*** DOCUMENT TEXT ***

By the Numbers: How to keep synthetic data grounded in reality

By Graham Page | March 1, 2026

Reading time: 4 minutes

Abstract

Synthetic data offers market research teams faster, scalable insights but introduces statistical, ethical and strategic trade-offs. Understanding where AI-generated augmentation adds value, where it distorts reality and how to pair it with real human input is critical to maintaining rigor and credibility.

Research Topics:: Artificial Intelligence / AI | Data Analysis | Data Quality | Marketing Research-General | Software-Data Delivery Tools
Industry/Market Focus:: Research Industry
Content Type: By the Numbers | Magazine Article

Share Print

Listen to this article

Editor's note: Graham Page is executive vice president, commercial research and innovation at iMotions, with more than 30 years of experience integrating biometric and behavioral measures in advertising research. During his time at Kantar, he led the team that built many of the brand and advertising research frameworks used today by advertisers worldwide.

***

Say whether each statement agrees with the synthetic data article above, answering yes or no and quoting the words that decide it: (a) Graham Page has more than 30 years of experience in advertising research. (b) The article's reading time is given as 10 minutes. (c) Graham Page currently holds his executive vice president role at Kantar.

*** LISTED ENTRIES ***

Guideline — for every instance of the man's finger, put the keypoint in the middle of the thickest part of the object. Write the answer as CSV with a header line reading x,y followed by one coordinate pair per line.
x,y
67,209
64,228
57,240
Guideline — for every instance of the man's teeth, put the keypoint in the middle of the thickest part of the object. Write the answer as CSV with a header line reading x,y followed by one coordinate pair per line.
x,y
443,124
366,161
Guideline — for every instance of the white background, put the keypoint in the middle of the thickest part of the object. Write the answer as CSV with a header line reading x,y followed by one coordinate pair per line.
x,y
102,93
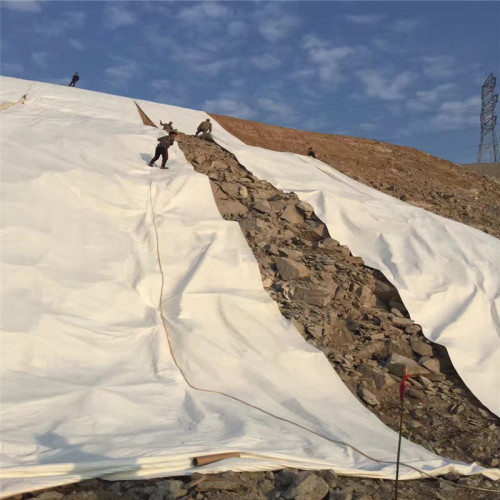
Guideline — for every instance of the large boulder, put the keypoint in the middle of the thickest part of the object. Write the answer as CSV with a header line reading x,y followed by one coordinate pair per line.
x,y
291,270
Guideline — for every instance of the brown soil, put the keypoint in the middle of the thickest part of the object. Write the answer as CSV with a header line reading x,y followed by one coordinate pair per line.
x,y
408,174
359,324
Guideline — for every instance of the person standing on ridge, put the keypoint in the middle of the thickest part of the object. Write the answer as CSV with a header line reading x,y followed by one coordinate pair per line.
x,y
162,149
205,126
74,79
168,127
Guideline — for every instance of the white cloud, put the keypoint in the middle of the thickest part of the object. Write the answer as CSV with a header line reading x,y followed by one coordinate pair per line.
x,y
280,110
161,84
12,68
76,44
22,5
266,61
406,26
230,107
365,19
458,114
60,81
202,60
326,58
384,87
237,28
115,17
276,25
121,74
367,126
40,58
214,67
201,12
427,99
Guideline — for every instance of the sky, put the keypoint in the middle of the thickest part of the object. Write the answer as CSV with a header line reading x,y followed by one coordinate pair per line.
x,y
402,72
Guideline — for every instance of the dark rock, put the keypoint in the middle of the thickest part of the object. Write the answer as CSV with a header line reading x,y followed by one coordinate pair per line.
x,y
50,495
307,486
225,481
262,206
400,366
431,364
305,208
398,346
291,270
421,348
367,396
291,215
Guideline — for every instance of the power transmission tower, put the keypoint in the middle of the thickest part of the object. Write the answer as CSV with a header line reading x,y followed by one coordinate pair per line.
x,y
488,120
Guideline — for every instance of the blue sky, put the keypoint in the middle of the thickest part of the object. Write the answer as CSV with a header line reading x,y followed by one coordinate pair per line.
x,y
408,73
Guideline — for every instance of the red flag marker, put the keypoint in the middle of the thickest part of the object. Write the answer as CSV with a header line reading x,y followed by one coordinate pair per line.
x,y
402,389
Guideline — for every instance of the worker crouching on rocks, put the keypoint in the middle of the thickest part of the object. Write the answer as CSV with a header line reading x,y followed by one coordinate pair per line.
x,y
162,149
203,127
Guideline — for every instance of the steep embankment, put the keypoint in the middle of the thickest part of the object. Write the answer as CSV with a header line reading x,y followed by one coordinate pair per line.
x,y
414,176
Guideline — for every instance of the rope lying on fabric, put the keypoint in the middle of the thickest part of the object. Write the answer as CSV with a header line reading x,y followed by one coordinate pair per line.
x,y
234,398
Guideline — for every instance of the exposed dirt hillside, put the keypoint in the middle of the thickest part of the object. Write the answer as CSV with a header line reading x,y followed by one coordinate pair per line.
x,y
355,317
413,176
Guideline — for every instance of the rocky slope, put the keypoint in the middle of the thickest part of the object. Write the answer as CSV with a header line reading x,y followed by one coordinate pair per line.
x,y
413,176
352,314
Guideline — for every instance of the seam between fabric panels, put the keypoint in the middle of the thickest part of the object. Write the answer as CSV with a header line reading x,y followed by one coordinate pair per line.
x,y
234,398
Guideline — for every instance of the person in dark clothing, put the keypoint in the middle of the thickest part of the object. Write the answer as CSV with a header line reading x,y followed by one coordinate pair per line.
x,y
168,127
74,79
162,149
205,126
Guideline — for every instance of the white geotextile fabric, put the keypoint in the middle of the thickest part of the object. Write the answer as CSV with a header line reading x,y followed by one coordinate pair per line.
x,y
97,379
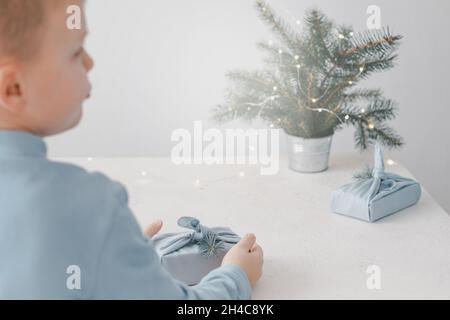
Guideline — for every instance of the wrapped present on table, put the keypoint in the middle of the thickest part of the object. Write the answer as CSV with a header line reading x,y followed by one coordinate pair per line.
x,y
191,255
376,196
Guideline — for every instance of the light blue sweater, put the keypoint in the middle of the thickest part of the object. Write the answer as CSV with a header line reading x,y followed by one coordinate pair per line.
x,y
66,233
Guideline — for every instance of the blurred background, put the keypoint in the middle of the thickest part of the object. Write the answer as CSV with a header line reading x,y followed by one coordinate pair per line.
x,y
160,65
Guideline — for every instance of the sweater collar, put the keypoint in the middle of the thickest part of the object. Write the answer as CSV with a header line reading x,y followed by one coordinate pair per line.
x,y
20,143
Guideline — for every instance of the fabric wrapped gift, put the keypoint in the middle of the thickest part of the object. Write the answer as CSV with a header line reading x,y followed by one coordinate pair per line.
x,y
191,255
378,196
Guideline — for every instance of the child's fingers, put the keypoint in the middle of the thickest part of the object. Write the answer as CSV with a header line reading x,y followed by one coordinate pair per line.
x,y
257,250
247,241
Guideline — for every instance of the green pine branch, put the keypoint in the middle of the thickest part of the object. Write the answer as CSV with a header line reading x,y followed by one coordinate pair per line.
x,y
309,86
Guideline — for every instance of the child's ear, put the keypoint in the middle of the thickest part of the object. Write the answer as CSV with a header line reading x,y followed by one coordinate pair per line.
x,y
12,97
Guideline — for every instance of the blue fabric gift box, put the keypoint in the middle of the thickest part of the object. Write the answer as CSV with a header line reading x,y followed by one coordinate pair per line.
x,y
376,197
191,255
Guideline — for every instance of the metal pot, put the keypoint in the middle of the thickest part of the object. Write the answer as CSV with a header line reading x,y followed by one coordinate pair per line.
x,y
309,155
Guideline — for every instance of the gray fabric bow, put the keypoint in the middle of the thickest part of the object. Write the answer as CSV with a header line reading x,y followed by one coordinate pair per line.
x,y
171,242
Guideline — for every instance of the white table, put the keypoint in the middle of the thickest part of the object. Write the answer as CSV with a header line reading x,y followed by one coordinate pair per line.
x,y
310,253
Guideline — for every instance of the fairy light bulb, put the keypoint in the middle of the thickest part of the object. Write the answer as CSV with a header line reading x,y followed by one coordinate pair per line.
x,y
390,162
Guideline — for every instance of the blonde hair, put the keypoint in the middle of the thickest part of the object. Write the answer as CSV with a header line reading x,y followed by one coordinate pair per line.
x,y
21,23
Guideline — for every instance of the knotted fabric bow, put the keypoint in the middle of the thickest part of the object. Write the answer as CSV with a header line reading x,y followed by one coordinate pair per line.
x,y
200,234
383,182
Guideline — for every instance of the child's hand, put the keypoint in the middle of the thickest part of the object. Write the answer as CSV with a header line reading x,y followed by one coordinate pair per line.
x,y
153,228
248,255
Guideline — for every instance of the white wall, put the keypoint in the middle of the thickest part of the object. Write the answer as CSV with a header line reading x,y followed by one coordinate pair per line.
x,y
160,65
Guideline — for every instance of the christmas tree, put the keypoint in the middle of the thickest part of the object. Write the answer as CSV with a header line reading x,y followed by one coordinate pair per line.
x,y
309,84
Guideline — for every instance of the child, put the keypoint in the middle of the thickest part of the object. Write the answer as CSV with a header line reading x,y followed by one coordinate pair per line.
x,y
57,221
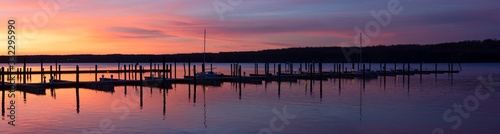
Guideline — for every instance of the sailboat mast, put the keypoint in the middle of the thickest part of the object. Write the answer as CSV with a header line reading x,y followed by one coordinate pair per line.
x,y
360,46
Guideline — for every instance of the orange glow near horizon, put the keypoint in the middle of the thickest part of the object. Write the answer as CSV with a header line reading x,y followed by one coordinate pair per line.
x,y
63,27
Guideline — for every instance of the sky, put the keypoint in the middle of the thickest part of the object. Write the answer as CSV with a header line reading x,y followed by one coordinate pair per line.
x,y
60,27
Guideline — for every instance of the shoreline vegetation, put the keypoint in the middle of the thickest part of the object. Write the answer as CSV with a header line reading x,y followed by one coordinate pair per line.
x,y
473,51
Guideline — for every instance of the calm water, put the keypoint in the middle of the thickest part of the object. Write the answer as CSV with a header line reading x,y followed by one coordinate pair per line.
x,y
390,105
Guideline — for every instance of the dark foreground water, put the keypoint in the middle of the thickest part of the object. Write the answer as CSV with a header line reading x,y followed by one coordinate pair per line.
x,y
466,102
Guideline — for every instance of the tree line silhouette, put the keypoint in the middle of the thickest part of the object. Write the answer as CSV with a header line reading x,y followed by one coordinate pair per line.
x,y
465,51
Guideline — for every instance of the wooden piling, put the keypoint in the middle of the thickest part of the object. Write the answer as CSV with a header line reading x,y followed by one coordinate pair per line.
x,y
59,72
435,68
150,67
175,68
420,69
194,73
77,75
452,66
3,77
41,70
203,67
189,66
24,72
239,72
279,73
364,71
125,72
140,73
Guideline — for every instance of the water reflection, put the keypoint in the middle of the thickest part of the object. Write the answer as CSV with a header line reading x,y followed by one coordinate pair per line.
x,y
374,103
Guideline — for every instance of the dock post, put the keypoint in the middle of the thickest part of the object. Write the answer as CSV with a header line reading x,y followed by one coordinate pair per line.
x,y
3,78
175,68
59,72
203,67
435,68
451,67
364,71
140,73
385,69
409,68
51,73
310,72
41,70
164,68
255,69
395,66
170,70
279,73
404,70
194,84
239,72
124,72
320,67
274,68
300,68
420,68
150,67
95,72
24,72
194,73
77,75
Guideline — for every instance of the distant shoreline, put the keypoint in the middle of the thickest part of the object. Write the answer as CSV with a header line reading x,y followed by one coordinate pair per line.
x,y
486,51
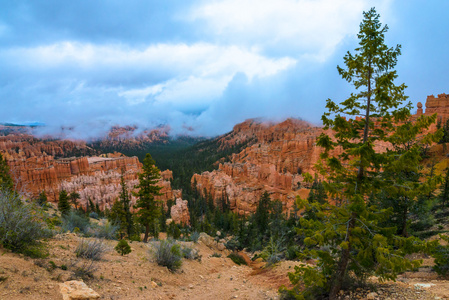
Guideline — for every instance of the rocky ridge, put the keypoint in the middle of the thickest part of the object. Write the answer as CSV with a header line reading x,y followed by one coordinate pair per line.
x,y
274,161
34,169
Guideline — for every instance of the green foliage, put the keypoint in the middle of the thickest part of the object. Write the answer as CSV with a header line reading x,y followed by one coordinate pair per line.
x,y
106,230
123,247
168,253
22,226
190,253
441,255
350,238
147,206
173,231
237,258
445,129
194,236
93,249
63,203
73,219
273,251
120,212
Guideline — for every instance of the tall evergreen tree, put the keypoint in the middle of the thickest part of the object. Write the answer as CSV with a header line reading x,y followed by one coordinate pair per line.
x,y
63,203
351,230
120,211
444,195
6,182
147,206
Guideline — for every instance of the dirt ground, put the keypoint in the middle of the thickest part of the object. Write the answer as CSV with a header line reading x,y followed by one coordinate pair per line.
x,y
134,276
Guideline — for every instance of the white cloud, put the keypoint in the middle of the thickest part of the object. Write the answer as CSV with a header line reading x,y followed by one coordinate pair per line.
x,y
307,27
198,73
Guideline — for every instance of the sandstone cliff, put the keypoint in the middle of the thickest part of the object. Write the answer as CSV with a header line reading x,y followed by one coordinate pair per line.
x,y
273,162
96,178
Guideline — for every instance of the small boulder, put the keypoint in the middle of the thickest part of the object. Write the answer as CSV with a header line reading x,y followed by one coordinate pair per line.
x,y
77,290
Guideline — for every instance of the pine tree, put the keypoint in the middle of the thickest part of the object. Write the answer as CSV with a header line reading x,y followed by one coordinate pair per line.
x,y
74,197
147,206
123,247
42,199
63,203
356,243
6,182
444,195
120,211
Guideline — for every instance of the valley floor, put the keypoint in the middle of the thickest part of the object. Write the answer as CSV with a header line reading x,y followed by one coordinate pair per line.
x,y
135,277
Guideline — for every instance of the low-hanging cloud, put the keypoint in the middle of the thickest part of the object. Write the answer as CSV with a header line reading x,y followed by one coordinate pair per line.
x,y
218,63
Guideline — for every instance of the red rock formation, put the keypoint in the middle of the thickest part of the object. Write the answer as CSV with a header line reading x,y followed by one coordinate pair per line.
x,y
180,212
274,161
438,105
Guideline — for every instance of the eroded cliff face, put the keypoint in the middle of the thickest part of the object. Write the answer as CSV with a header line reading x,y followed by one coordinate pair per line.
x,y
276,157
95,177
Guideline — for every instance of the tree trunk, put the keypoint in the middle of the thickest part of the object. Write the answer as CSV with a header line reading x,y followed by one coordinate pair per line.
x,y
404,221
147,230
367,113
342,264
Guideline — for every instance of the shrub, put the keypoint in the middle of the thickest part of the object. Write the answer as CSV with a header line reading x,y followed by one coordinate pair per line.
x,y
123,247
93,215
167,253
441,255
195,236
292,252
237,258
135,238
93,249
233,244
22,226
106,231
273,252
84,269
190,253
72,220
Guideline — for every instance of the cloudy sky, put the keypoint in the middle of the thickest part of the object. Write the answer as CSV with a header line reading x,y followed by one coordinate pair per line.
x,y
199,65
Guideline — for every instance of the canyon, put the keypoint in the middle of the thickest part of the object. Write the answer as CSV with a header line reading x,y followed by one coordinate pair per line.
x,y
35,169
272,157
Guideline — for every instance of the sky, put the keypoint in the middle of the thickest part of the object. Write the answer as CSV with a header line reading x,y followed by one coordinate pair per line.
x,y
199,66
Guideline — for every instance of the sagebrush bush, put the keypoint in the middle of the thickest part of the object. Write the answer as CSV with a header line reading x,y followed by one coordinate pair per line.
x,y
194,236
22,226
237,258
73,220
93,249
123,247
105,231
84,268
93,215
167,253
190,253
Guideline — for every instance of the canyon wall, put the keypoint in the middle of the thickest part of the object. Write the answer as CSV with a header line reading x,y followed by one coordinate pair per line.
x,y
96,177
278,155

***

◆ TASK SOLUTION:
(a) Yes: "with more than 30 years of experience integrating biometric and behavioral measures in advertising research"
(b) No: "Reading time: 4 minutes"
(c) No: "executive vice president, commercial research and innovation at iMotions"